Pick out every line of the material that contains the word "light" and copy each of those lines. Case counts.

>> start Data supplied

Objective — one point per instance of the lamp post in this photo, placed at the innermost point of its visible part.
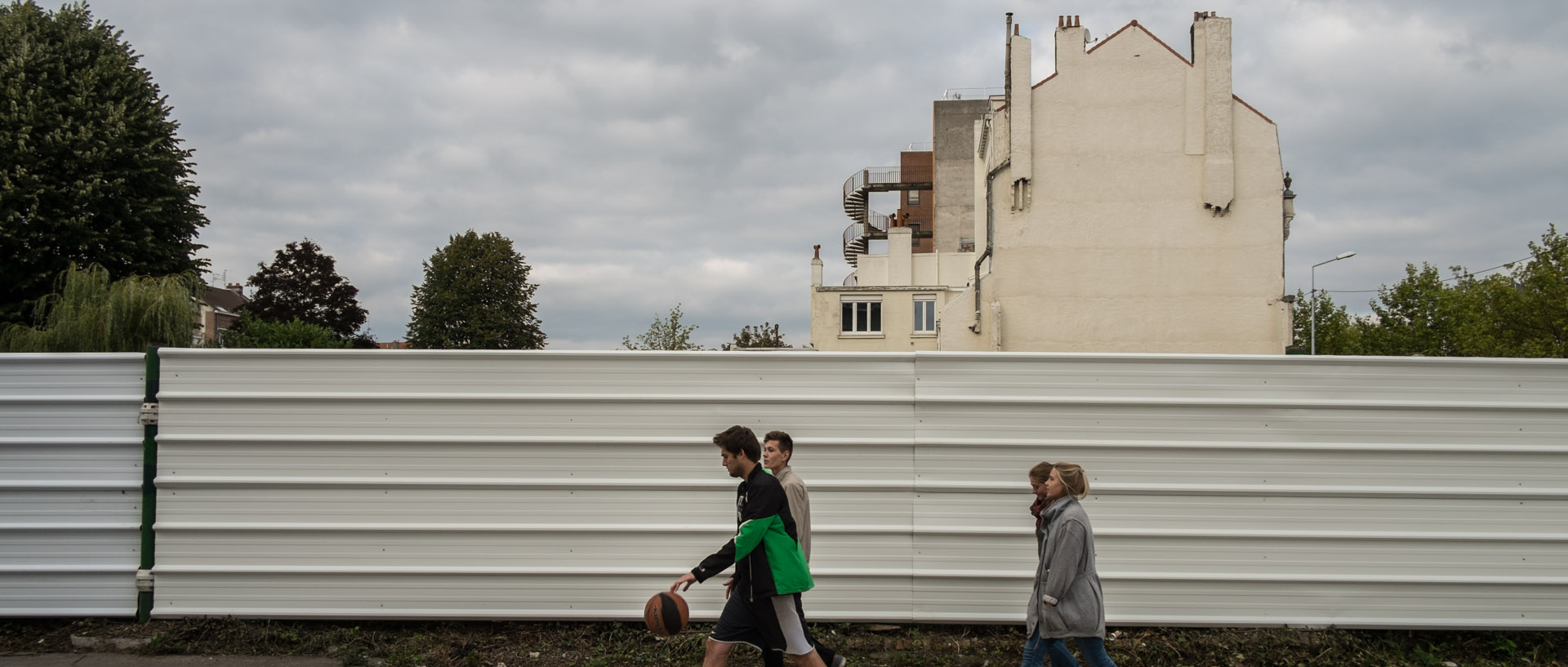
(1343, 256)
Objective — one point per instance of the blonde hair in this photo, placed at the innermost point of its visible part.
(1073, 479)
(1040, 472)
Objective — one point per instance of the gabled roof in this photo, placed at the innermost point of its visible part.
(1134, 24)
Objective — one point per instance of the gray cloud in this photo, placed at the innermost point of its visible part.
(649, 153)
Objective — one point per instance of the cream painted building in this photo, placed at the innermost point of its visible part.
(1128, 202)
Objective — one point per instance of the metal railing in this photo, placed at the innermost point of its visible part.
(855, 230)
(973, 93)
(874, 176)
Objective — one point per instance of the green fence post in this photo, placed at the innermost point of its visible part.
(149, 494)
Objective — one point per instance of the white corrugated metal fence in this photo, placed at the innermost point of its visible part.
(1228, 491)
(69, 484)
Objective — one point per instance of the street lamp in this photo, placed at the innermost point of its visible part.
(1343, 256)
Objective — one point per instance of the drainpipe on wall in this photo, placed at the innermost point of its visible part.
(990, 233)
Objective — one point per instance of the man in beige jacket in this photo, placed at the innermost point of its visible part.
(778, 448)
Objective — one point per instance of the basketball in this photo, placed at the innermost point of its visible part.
(666, 614)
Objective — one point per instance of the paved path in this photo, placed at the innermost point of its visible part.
(124, 660)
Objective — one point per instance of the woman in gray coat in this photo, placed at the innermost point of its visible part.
(1067, 600)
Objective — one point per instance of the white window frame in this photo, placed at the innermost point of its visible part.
(860, 310)
(925, 303)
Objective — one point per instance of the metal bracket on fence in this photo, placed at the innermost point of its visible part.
(149, 414)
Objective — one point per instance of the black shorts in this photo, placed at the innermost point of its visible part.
(767, 624)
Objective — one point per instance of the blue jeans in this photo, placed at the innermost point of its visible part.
(1037, 648)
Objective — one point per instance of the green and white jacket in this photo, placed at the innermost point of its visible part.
(765, 549)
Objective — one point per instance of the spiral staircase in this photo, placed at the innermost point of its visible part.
(869, 225)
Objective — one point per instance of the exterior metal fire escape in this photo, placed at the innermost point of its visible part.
(869, 225)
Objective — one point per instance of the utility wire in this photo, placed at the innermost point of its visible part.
(1455, 278)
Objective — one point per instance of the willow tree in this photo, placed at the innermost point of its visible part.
(91, 313)
(91, 167)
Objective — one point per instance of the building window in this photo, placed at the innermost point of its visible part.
(862, 315)
(925, 313)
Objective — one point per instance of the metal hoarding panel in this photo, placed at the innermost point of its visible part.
(511, 484)
(1254, 491)
(1227, 491)
(69, 484)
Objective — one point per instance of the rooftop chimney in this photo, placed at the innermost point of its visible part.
(1209, 109)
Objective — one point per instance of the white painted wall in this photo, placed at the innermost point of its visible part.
(1227, 491)
(1114, 251)
(69, 484)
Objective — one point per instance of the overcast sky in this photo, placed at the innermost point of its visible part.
(644, 153)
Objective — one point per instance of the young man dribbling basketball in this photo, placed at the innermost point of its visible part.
(770, 571)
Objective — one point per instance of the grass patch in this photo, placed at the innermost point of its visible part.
(519, 644)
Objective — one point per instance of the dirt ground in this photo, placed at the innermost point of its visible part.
(519, 644)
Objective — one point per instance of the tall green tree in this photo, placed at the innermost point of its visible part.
(666, 332)
(91, 313)
(303, 284)
(91, 170)
(758, 336)
(1338, 331)
(1534, 305)
(475, 296)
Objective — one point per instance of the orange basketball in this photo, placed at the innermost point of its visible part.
(666, 614)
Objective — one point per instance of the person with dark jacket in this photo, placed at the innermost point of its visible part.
(1067, 600)
(770, 571)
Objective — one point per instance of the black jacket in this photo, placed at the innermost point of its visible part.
(770, 561)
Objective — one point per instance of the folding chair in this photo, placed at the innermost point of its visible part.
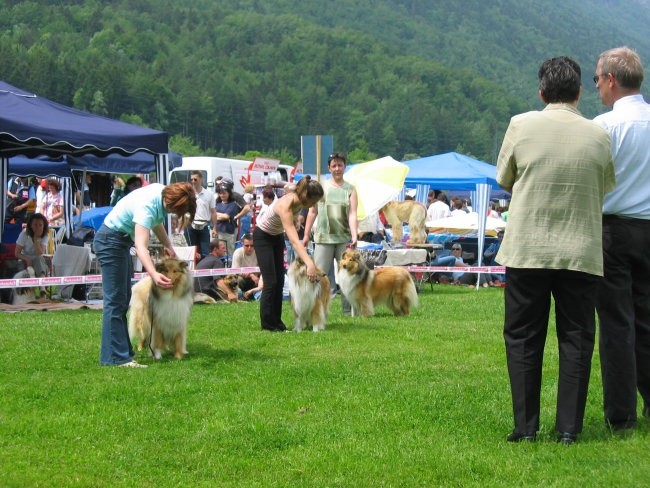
(188, 254)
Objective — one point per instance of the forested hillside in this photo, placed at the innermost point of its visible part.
(385, 77)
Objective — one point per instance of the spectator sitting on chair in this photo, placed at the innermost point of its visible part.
(214, 286)
(245, 257)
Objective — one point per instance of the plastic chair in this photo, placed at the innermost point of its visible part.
(188, 254)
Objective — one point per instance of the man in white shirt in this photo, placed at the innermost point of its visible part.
(624, 299)
(198, 234)
(439, 209)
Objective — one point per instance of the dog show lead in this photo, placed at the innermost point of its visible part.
(268, 240)
(127, 225)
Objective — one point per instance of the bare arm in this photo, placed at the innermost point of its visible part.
(283, 209)
(309, 222)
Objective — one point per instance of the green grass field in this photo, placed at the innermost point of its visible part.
(385, 401)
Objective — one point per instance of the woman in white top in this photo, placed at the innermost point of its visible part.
(268, 239)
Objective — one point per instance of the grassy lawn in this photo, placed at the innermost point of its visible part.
(417, 401)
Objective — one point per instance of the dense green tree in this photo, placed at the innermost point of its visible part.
(384, 77)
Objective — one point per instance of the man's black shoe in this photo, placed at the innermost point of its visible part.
(567, 438)
(521, 437)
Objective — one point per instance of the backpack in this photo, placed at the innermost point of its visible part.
(81, 236)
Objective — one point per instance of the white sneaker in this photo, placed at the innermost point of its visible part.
(132, 364)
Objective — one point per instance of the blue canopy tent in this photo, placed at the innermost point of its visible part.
(35, 126)
(453, 171)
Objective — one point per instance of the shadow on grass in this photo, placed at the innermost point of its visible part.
(206, 355)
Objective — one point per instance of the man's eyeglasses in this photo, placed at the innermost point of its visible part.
(340, 156)
(597, 77)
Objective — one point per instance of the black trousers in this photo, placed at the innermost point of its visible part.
(624, 317)
(269, 250)
(527, 306)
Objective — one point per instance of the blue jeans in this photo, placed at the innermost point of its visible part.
(112, 250)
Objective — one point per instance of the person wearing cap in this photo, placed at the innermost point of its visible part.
(336, 228)
(558, 167)
(198, 234)
(128, 225)
(242, 204)
(227, 211)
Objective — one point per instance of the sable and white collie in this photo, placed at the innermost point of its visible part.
(310, 301)
(24, 295)
(365, 288)
(159, 316)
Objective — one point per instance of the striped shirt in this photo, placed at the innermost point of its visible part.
(270, 222)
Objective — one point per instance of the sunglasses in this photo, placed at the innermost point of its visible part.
(340, 156)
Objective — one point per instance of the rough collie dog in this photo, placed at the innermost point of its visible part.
(310, 301)
(410, 211)
(24, 295)
(159, 316)
(365, 288)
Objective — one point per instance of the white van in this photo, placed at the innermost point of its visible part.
(239, 171)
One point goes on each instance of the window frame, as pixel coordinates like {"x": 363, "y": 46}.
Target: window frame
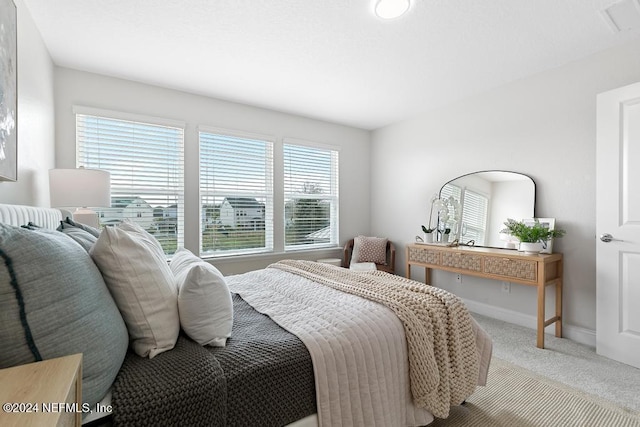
{"x": 144, "y": 120}
{"x": 333, "y": 198}
{"x": 269, "y": 192}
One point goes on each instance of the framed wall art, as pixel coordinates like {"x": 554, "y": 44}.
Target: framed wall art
{"x": 8, "y": 91}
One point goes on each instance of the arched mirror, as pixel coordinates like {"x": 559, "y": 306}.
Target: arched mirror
{"x": 480, "y": 203}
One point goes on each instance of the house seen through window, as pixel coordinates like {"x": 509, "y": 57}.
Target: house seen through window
{"x": 236, "y": 193}
{"x": 146, "y": 162}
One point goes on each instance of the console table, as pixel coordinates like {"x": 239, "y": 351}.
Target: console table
{"x": 540, "y": 270}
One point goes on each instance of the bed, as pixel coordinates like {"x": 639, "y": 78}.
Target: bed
{"x": 311, "y": 344}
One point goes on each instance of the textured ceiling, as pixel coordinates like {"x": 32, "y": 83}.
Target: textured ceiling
{"x": 326, "y": 59}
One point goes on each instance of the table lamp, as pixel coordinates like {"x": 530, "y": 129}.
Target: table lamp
{"x": 80, "y": 188}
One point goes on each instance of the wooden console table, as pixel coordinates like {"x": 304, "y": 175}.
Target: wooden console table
{"x": 499, "y": 264}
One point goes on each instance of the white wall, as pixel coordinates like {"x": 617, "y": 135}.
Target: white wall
{"x": 74, "y": 87}
{"x": 543, "y": 126}
{"x": 35, "y": 117}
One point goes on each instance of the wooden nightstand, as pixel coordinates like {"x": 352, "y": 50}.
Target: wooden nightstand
{"x": 47, "y": 393}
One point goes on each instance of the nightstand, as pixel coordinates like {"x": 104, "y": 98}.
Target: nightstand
{"x": 47, "y": 393}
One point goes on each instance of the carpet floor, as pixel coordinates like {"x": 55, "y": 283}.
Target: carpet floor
{"x": 517, "y": 397}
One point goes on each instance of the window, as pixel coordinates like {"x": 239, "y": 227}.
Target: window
{"x": 146, "y": 161}
{"x": 236, "y": 193}
{"x": 310, "y": 196}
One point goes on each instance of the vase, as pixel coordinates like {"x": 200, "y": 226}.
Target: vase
{"x": 531, "y": 247}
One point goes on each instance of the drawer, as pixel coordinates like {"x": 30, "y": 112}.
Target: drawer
{"x": 462, "y": 261}
{"x": 424, "y": 255}
{"x": 511, "y": 268}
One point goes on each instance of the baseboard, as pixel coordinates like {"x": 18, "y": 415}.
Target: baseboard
{"x": 574, "y": 333}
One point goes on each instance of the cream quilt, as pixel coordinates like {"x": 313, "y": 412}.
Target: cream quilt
{"x": 373, "y": 367}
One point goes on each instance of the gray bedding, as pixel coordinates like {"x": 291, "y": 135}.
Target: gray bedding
{"x": 263, "y": 377}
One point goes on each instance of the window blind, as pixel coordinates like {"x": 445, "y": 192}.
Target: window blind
{"x": 236, "y": 193}
{"x": 146, "y": 162}
{"x": 311, "y": 196}
{"x": 474, "y": 217}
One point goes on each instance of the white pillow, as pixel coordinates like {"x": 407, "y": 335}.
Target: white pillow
{"x": 204, "y": 301}
{"x": 369, "y": 249}
{"x": 136, "y": 272}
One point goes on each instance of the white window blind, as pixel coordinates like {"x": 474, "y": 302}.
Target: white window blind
{"x": 236, "y": 193}
{"x": 311, "y": 196}
{"x": 474, "y": 212}
{"x": 146, "y": 162}
{"x": 474, "y": 217}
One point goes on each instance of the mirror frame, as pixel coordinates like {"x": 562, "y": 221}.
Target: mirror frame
{"x": 535, "y": 190}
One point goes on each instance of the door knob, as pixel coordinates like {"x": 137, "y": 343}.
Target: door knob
{"x": 606, "y": 237}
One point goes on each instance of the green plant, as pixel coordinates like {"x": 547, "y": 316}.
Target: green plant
{"x": 531, "y": 233}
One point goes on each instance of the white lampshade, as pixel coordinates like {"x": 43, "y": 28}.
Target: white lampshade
{"x": 80, "y": 188}
{"x": 72, "y": 188}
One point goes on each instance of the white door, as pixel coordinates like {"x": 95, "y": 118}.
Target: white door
{"x": 618, "y": 215}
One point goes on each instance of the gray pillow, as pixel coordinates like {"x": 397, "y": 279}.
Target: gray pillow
{"x": 81, "y": 236}
{"x": 69, "y": 223}
{"x": 54, "y": 302}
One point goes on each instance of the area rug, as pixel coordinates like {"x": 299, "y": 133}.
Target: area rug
{"x": 517, "y": 397}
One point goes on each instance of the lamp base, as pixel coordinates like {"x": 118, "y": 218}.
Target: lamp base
{"x": 86, "y": 216}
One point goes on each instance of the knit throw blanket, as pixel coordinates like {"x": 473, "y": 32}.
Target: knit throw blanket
{"x": 443, "y": 360}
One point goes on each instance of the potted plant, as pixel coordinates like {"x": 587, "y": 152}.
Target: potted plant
{"x": 533, "y": 237}
{"x": 444, "y": 235}
{"x": 428, "y": 230}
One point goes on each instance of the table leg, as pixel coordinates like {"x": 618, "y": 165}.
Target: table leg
{"x": 541, "y": 313}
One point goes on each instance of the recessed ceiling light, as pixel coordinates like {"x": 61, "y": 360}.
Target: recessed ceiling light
{"x": 389, "y": 9}
{"x": 623, "y": 15}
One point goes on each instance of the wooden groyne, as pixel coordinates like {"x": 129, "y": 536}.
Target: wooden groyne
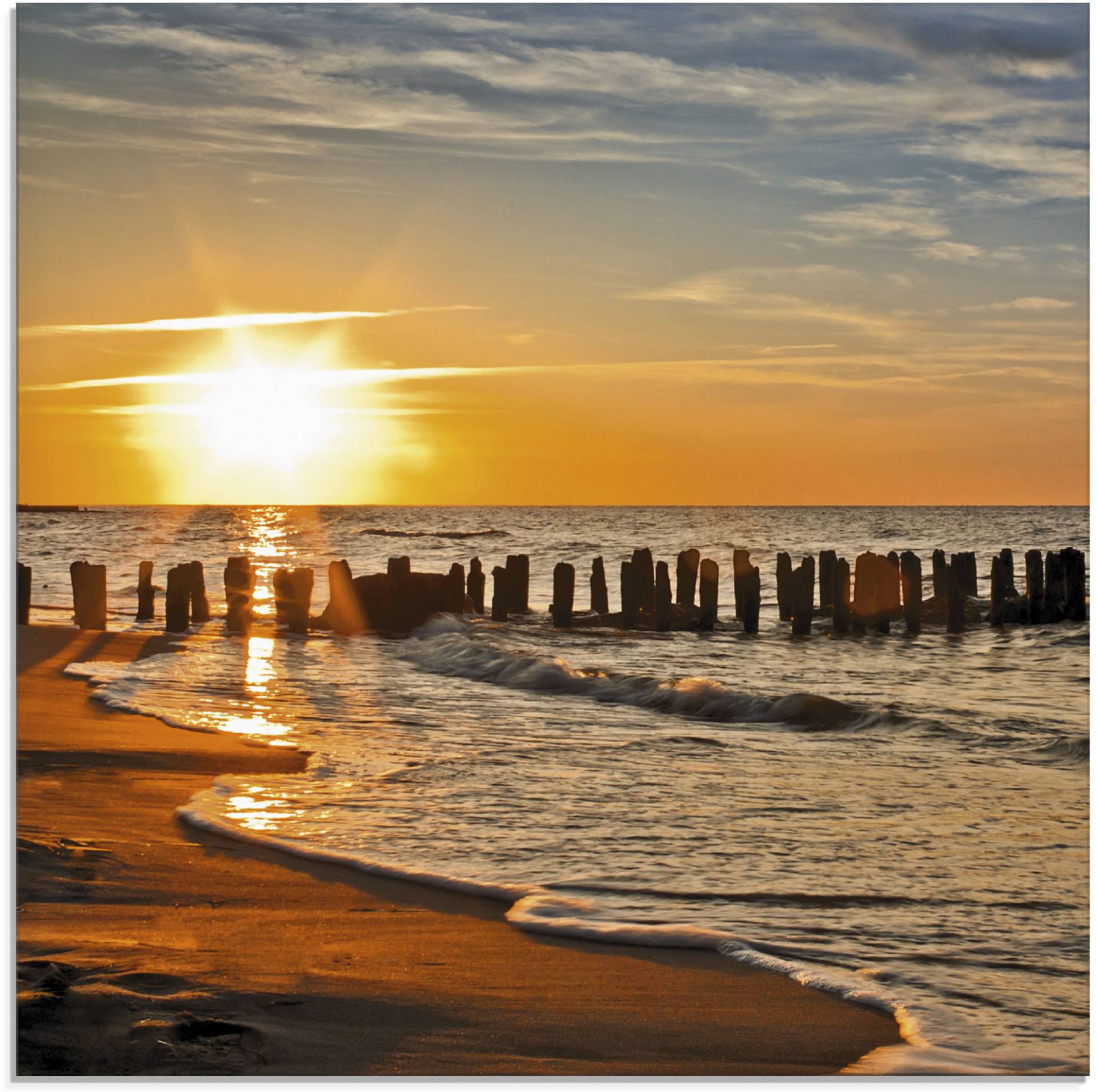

>> end Data supplied

#### Exercise answer:
One point goes on each instance of the recessed ceiling light, as pixel coordinates like {"x": 61, "y": 360}.
Target: recessed ceiling light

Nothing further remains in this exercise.